▶ [Task a]:
Check these statements against the QPPWG project page and answer yes or no for each, quoting the words that decide it: (i) The repository was tested on Ubuntu 16.04 with a Titan V GPU. (ii) The environment setup example uses virtualenv. (iii) Trained models are kept in the egs/vcc18/conf folder.

▶ [Passage to read]:
□ □ □ □

Quasi-Periodic Parallel WaveGAN implementation
Project description
Quasi-Periodic Parallel WaveGAN (QPPWG)
This is official QPPWG PyTorch implementation. QPPWG is a non-autoregressive neural speech generation model developed based on PWG and a QP structure.
In this repo, we provide an example to train and test QPPWG as a vocoder for WORLD acoustic features. More details can be found on our Demo page.
News
- 2020/5/20 release the first version.
Requirements
This repository is tested on Ubuntu 16.04 with a GPU Titan V.
- Python 3.6+
- Cuda 10.0
- CuDNN 7+
- PyTorch 1.0.1+
Environment setup
The code works with both anaconda and virtualenv. The following example uses anaconda.
$ conda create -n venvQPPWG python=3.6
$ source activate venvQPPWG
$ git clone https://github.com/bigpon/QPPWG.git
$ cd QPPWG
$ pip install -e .
More details can refer to the PWG repo.
Folder architecture
- egs the folder for projects.
- egs/vcc18 the folder of the VCC2018 project.
- egs/vcc18/exp the folder for trained models.
- egs/vcc18/conf the folder for configs.
- egs/vcc18/data the folder for corpus related files (wav, feature, list ...).
- qppwg the folder of the source codes.
Run
Corpus and path setup
- Modify the corresponding CUDA paths in
egs/vcc18/run.py
. - Download the Voice Conversion Challenge 2018 (VCC2018) corpus to run the QPPWG example
$ cd egs/vcc18
# Download training and validation corpus
$ wget -o train.log -O data/wav/train.zip https://datashare.is.ed.ac.uk/bitstream/handle/10283/3061/vcc2018_database_training.zip
# Download evaluation corpus
$ wget -o eval.log -O data/wav/eval.zip https://datashare.is.ed.ac.uk/bitstream/handle/10283/3061/vcc2018_database_evaluation.zip
# unzip corpus
$ unzip data/wav/train.zip -d data/wav/
$ unzip data/wav/eval.zip -d data/wav/
- Training wav lists:
data/scp/vcc18_train_22kHz.scp
. - Validation wav lists:
data/scp/vcc18_valid_22kHz.scp
. - Testing wav list:
data/scp/vcc18_eval_22kHz.scp
.

□ □ □ □

▶ [Task b]:
Put the stretch of the listing from the line containing "Locate every instance of the rocky" through the end of the listing into a numbered list, leaving out blank lines.

□ □ □ □

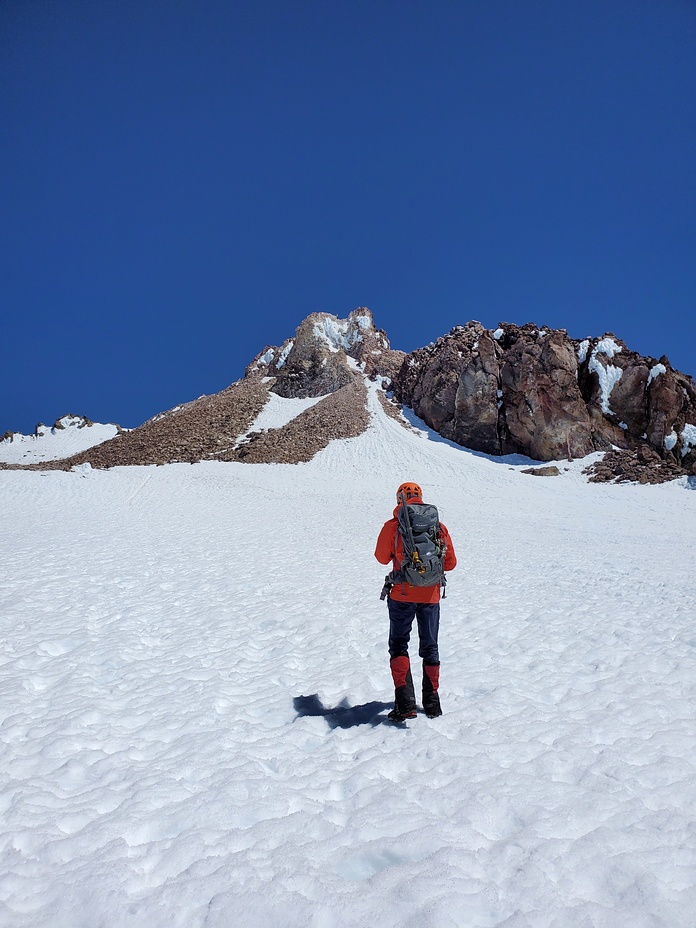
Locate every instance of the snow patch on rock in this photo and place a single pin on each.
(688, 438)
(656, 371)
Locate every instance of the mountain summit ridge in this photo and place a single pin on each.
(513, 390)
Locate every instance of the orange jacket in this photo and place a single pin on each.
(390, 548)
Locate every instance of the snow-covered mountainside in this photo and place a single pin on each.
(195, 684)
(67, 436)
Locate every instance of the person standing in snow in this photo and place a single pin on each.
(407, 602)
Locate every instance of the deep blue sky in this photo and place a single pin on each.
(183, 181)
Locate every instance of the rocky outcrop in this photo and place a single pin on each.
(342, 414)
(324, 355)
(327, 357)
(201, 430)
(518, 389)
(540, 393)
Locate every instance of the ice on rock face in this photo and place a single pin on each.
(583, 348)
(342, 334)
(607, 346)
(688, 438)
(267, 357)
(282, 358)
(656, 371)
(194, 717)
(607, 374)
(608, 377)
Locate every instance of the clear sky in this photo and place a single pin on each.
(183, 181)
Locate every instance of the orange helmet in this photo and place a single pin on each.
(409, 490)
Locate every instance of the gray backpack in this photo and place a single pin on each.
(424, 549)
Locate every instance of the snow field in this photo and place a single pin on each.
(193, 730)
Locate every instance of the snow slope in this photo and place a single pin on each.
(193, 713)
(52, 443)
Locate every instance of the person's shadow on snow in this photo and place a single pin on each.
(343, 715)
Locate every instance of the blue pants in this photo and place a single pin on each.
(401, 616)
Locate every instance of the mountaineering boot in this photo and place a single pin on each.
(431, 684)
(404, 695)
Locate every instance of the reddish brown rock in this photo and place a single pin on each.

□ □ □ □

▶ [Full solution a]:
(i) Yes: "This repository is tested on Ubuntu 16.04 with a GPU Titan V."
(ii) No: "The following example uses anaconda."
(iii) No: "egs/vcc18/exp the folder for trained models."

▶ [Full solution b]:
1. Locate every instance of the rocky outcrop in this photo and place a single pin on each.
2. (342, 414)
3. (324, 355)
4. (327, 357)
5. (201, 430)
6. (518, 389)
7. (540, 393)
8. Locate every instance of the ice on rock face in this photo and place a single pin on each.
9. (583, 348)
10. (342, 334)
11. (607, 346)
12. (688, 438)
13. (267, 357)
14. (282, 358)
15. (656, 371)
16. (194, 717)
17. (607, 374)
18. (608, 377)
19. Locate every instance of the clear sky in this photo and place a single pin on each.
20. (183, 181)
21. Locate every instance of the orange helmet in this photo and place a single pin on each.
22. (409, 490)
23. Locate every instance of the gray backpack in this photo and place a single pin on each.
24. (424, 549)
25. Locate every instance of the snow field in this photo and place a single pin on each.
26. (193, 730)
27. Locate every instance of the snow slope in this photo and place a single pin on each.
28. (193, 713)
29. (52, 443)
30. Locate every instance of the person's shadow on snow in this photo and place a single pin on each.
31. (343, 715)
32. Locate every instance of the blue pants in this photo and place a single pin on each.
33. (401, 616)
34. Locate every instance of the mountaineering boot in this photo and place a single pin on each.
35. (431, 684)
36. (404, 695)
37. Locate every instance of the reddish brown rock in this photo and place a single pin on each.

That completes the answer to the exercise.